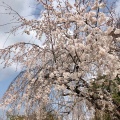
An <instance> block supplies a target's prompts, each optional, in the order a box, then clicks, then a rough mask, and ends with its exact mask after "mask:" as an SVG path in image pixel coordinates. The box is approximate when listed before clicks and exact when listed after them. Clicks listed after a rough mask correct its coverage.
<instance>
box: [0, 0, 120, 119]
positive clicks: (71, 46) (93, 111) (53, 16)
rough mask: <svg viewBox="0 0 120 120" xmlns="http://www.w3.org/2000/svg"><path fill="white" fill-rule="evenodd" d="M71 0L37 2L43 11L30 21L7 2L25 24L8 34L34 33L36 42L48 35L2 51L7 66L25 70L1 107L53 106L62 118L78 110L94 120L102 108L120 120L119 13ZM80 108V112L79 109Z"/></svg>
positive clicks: (73, 115)
mask: <svg viewBox="0 0 120 120" xmlns="http://www.w3.org/2000/svg"><path fill="white" fill-rule="evenodd" d="M71 2H72V3H71ZM71 2H70V0H63V1H62V0H38V3H39V4H41V5H42V6H43V8H44V10H43V11H42V12H41V15H40V17H39V18H38V19H32V20H27V19H26V18H24V17H22V16H20V15H19V13H17V12H16V11H15V10H13V9H12V8H11V7H10V6H9V5H7V4H5V6H6V7H7V9H9V10H11V11H12V12H14V13H15V14H16V16H17V17H16V18H17V20H18V22H20V23H21V24H20V25H19V26H16V27H15V28H13V29H12V30H11V31H10V32H11V33H13V34H14V33H15V32H16V31H17V30H18V29H22V30H23V32H24V33H26V34H28V35H30V34H31V32H35V33H36V36H35V37H36V41H37V40H42V38H43V37H44V43H43V44H42V45H40V44H33V43H30V42H29V43H27V42H19V43H16V44H13V45H11V46H8V47H7V48H5V49H0V58H1V59H2V60H3V64H4V65H5V67H8V66H11V64H12V63H20V65H21V66H22V68H23V71H21V73H20V74H19V75H18V76H17V77H16V78H15V80H14V81H13V82H12V83H11V85H10V86H9V88H8V90H7V91H6V93H5V94H4V96H3V98H2V100H1V106H4V107H6V108H7V109H8V111H9V112H15V111H16V110H17V111H18V112H21V111H23V110H24V111H25V113H26V114H27V115H29V114H31V113H32V112H36V115H37V116H39V114H40V111H42V110H43V109H44V108H45V106H47V105H52V106H53V107H54V109H52V110H51V112H55V114H57V115H58V116H60V119H61V118H64V119H68V118H67V117H68V116H69V119H74V118H72V117H71V116H72V115H73V116H74V115H75V116H76V114H77V116H78V118H79V119H80V120H81V119H90V118H88V116H90V117H91V118H92V117H94V116H95V117H96V115H98V114H97V113H98V112H100V114H99V115H103V113H107V114H109V115H110V119H112V120H113V119H118V120H119V119H120V115H119V110H118V105H119V103H120V102H116V99H114V98H116V97H114V95H119V94H118V93H119V91H120V86H119V80H120V78H119V74H120V59H119V54H118V53H119V50H120V49H119V47H117V46H116V43H119V42H120V29H119V28H117V25H116V22H117V18H116V16H115V14H114V13H115V12H114V10H109V8H108V7H107V2H106V1H105V0H73V1H71ZM111 86H112V87H111ZM112 88H114V90H112ZM113 93H116V94H113ZM81 103H82V104H81ZM83 103H84V105H83ZM76 108H77V109H76ZM80 108H82V109H80ZM78 109H80V113H83V114H82V115H80V114H79V113H77V112H75V110H78ZM81 110H82V111H81ZM85 113H86V114H85ZM44 114H45V113H44ZM90 114H92V115H90ZM45 115H46V114H45ZM100 117H101V116H100ZM96 119H97V118H96ZM38 120H39V118H38Z"/></svg>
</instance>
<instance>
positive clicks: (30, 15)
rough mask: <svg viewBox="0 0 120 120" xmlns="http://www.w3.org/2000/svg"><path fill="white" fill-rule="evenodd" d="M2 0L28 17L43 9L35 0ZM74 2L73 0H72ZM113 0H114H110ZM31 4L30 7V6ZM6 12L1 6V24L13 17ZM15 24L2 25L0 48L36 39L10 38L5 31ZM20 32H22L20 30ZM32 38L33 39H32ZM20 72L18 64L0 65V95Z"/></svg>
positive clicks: (0, 30) (19, 35)
mask: <svg viewBox="0 0 120 120" xmlns="http://www.w3.org/2000/svg"><path fill="white" fill-rule="evenodd" d="M2 1H4V2H5V3H7V4H8V5H10V6H11V7H12V8H13V9H14V10H15V11H17V12H18V13H19V14H20V15H22V16H26V17H27V18H36V17H38V16H37V14H39V13H40V10H38V9H36V7H38V8H39V9H42V8H41V7H40V6H36V2H35V0H0V5H3V4H2ZM70 1H71V2H73V0H70ZM110 1H113V0H110ZM29 6H30V7H29ZM119 6H120V0H119V2H118V3H117V8H116V11H117V12H118V13H119V12H120V7H119ZM3 13H6V11H5V8H4V7H2V6H0V25H3V24H6V23H9V22H10V21H11V19H12V17H11V15H7V14H3ZM13 25H15V24H10V25H6V26H0V49H1V48H4V47H6V46H8V45H11V44H13V43H16V42H18V41H24V40H25V41H30V40H33V41H34V39H33V38H32V36H27V35H25V34H24V35H21V34H18V35H16V36H13V35H11V36H10V37H9V38H8V36H9V34H6V33H5V32H8V31H9V30H10V28H11V27H12V26H13ZM18 33H21V32H20V31H18ZM31 38H32V39H31ZM19 72H20V69H18V70H17V71H16V66H15V65H13V66H11V67H10V68H7V69H2V65H0V97H1V96H2V95H3V93H4V92H5V90H6V89H7V87H8V85H9V84H10V82H11V81H12V80H13V79H14V77H15V76H16V75H17V74H18V73H19Z"/></svg>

------------------------------------------------------------------------

- [AIM OF THE EXERCISE]: Report every line of the records above that contains the string "instance", copying each one in full.

- [THE COMPLETED TASK]:
An <instance> block supplies a target's prompts, each optional, in the order a box, then clicks, then a rough mask, and ends with its exact mask after "mask:" as an SVG path in image pixel coordinates. The box is approximate when listed before clicks and exact when listed after them. Clicks listed after a rough mask correct its coverage.
<instance>
</instance>
<instance>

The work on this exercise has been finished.